# Download Content: Transcript and Manuscript-Images

+ **Author**: Sugato Ray
+ **Published Date**: 2018-Jun-12
+ **Version**: 1.0

#### Description: 
+ This project was conceptualized and realized in order to download transcripts and manuscripts (image-files) from [Bichitra: Online Tagore Variorum](http://bichitra.jdvu.ac.in/index.php), an initiative by School of Cultural Texts and Records, Jadavpur University. 
+ This project uses a custom-made python package library: **`Webscrape_Bichitra_Library.py`**. Download the package from [here](http://localhost:8888/edit/Documents/PythonScripts/Webscrape_Bichitra_Library.py#).

***

### Some helpful shorctcuts:  
<font color="red">
**Note**: To enter command mode press **`ESC`** key.

» **EXERCISE REQUIREMENTS**:
[a] Reproduce word for word the part of the project description that opens with the words containing "# Download Content: Transcript" and closes with "Records, Jadavpur University.".
[b] According to the project description, which university's School of Cultural Texts and Records runs Bichitra: Online Tagore Variorum?

Raw records:
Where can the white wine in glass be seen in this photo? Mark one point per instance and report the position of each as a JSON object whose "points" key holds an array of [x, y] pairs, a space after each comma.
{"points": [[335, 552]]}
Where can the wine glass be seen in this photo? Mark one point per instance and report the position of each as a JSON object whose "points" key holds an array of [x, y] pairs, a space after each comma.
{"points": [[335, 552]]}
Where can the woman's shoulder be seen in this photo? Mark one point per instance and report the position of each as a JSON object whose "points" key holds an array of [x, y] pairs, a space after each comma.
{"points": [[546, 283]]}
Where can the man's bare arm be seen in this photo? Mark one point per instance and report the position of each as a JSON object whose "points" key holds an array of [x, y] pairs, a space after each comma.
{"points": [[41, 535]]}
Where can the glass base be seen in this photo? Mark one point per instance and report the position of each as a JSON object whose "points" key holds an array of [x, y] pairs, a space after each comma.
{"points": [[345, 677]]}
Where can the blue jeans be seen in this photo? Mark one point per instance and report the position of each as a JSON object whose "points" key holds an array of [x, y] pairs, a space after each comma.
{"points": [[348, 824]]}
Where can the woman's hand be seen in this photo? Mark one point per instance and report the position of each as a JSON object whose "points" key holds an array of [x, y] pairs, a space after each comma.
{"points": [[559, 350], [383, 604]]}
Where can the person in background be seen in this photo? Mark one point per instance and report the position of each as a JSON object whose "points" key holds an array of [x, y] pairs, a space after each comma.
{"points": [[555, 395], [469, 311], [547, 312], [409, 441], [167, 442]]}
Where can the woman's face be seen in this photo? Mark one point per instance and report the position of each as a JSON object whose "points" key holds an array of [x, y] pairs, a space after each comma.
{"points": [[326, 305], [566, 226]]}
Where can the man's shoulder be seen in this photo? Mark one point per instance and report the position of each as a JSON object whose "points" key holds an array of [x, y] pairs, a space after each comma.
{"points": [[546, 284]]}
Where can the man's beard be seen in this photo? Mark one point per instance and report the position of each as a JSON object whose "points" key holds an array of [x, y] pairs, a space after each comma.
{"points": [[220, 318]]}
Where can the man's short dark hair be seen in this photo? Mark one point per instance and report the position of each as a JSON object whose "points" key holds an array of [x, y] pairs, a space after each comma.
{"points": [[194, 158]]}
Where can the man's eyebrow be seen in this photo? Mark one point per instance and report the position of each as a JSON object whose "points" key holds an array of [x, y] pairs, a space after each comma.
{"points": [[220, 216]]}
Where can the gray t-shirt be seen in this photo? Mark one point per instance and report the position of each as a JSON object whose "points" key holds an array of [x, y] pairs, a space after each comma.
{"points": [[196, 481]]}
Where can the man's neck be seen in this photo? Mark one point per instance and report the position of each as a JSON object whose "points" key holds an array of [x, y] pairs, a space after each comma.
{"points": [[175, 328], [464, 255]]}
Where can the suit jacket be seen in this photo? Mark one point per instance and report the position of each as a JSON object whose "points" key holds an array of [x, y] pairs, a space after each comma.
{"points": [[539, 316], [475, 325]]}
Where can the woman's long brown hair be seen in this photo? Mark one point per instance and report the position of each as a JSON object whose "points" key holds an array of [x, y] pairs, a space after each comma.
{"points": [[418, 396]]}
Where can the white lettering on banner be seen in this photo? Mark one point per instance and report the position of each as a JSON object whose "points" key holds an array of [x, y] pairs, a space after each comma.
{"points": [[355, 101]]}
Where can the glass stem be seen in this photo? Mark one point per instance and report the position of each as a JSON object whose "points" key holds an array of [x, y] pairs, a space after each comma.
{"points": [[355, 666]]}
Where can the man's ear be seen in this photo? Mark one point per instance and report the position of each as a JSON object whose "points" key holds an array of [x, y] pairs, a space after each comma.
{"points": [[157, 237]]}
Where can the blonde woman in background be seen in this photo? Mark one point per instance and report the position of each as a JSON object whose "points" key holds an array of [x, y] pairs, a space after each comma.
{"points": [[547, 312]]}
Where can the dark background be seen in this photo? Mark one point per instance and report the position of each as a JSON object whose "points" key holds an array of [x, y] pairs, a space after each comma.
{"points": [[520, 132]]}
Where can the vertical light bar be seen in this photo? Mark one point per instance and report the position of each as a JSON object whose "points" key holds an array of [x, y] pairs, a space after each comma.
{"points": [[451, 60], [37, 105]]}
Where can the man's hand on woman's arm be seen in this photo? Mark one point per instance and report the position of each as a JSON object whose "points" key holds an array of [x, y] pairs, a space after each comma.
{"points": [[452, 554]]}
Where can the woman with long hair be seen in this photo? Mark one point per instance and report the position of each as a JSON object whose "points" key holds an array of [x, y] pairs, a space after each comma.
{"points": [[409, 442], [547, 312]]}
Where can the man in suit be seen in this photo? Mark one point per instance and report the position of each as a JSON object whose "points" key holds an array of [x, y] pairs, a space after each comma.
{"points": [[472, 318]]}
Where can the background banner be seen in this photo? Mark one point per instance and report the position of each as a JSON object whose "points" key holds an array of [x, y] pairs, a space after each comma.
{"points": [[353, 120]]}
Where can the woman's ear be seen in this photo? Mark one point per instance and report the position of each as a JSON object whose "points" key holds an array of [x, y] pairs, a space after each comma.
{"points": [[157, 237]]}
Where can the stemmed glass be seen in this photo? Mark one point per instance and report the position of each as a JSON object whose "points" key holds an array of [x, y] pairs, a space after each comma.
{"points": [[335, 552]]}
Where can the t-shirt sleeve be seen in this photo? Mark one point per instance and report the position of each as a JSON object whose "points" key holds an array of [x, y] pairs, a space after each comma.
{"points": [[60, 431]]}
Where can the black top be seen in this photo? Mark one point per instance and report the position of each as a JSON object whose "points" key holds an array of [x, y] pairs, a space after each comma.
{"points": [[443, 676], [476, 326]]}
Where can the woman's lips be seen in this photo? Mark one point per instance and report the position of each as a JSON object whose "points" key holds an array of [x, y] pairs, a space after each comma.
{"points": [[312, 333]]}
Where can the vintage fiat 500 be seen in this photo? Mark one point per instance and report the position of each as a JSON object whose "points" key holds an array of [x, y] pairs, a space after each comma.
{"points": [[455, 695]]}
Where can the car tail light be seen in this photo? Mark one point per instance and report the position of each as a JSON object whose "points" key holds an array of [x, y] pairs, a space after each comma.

» **SOLVED PROBLEMS**:
[a]
# Download Content: Transcript and Manuscript-Images

+ **Author**: Sugato Ray
+ **Published Date**: 2018-Jun-12
+ **Version**: 1.0

#### Description: 
+ This project was conceptualized and realized in order to download transcripts and manuscripts (image-files) from [Bichitra: Online Tagore Variorum](http://bichitra.jdvu.ac.in/index.php), an initiative by School of Cultural Texts and Records, Jadavpur University.

[b] Jadavpur University